ОТРЫВОК:
Шуйский прибыл, взошел на Лобное место - и с честнейшими глазами сообщил во всеуслышание, что царевича и в самом деле некогда спасли от посланных Годуновым убийц, а в могиле покоится некий поповский сын. (Чтобы оценить это выступление должным образом, необходимо знать: всего несколько дней назад тот же Шуйский со столь же честными глазами целовал перед московским народом крест, присягая в том, что в Угличе был убит истинный царевич…)
Примерно то же самое провозгласил Богдан Бельский, родной дядя царевича. После столь авторитетных свидетельств притихли и самые недоверчивые, народ взревел и понесся в Кремль свергать юного царя Федора.
Вдовую царицу, юного царя и его сестру Ксению в простой телеге отвезли в дом, где Борис жил до того, как стал царем, и приставили крепкий караул. Тем временем согласно старинному обычаю народ московский весело и рьяно грабил дома приближенных Годунова. Напоследок, опять-таки по давнему обычаю, хотели было разграбить кремлевские винные погреба, но хозяйственный Богдан Бельский резонно заметил: ежели так поступить, то нечем будет угощать законного царя Дмитрия. И порекомендовал обратить свою энергию против немецких докторов (один из коих, как мы помним, выщипал ему бороду по приказу Годунова).

ПРЕДОСТАВЛЕННЫЕ СВЕДЕНИЯ:

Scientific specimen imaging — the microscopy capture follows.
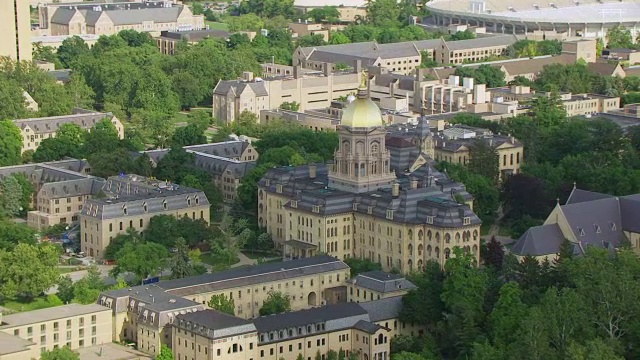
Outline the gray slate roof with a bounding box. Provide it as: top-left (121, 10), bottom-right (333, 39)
top-left (81, 174), bottom-right (209, 220)
top-left (253, 302), bottom-right (368, 333)
top-left (51, 3), bottom-right (184, 26)
top-left (511, 188), bottom-right (640, 256)
top-left (213, 79), bottom-right (269, 97)
top-left (158, 255), bottom-right (349, 296)
top-left (511, 224), bottom-right (565, 256)
top-left (13, 109), bottom-right (114, 134)
top-left (566, 189), bottom-right (613, 205)
top-left (349, 270), bottom-right (416, 294)
top-left (446, 35), bottom-right (518, 50)
top-left (174, 309), bottom-right (256, 339)
top-left (360, 296), bottom-right (402, 322)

ПОСТАВЛЕННАЯ ЗАДАЧА:
Продолжите отрывок о свержении юного царя Федора, начав сразу после его последнего предложения.

РЕШЁННОЕ ЗАДАНИЕ:
Московский народ дисциплинированно отступил от Кремля и бросился экспроприировать немецкие вина и выдержанные меды. Черпали сапогами и шапками, так увлекшись, что около ста человек, по тогдашним же подсчетам, отдали богу душу. К чести московского народонаселения следует отметить, что, в отличие от годуновских бояр, которых нещадно колошматили и в конце концов заковали в цепи, означенных немцев не только не арестовали, но даже не били. Ограбили, правда, качественно, вплоть до исподнего. Современник пишет: «…многие видели тогда людей, адамовым образом прикрывавших свою наготу листьями». Назавтра, протрезвев, москвичи составили «повинную грамоту», приглашавшую Дмитрия занять прародительский престол. Подписали ее патриарх Иов, митрополиты, епископы, бояре, окольничьи, дворяне, стольники, стряпчие, жильцы, приказные люди, дворяне московские, дети боярские, торговые люди и прочие жители - все без исключения сословия.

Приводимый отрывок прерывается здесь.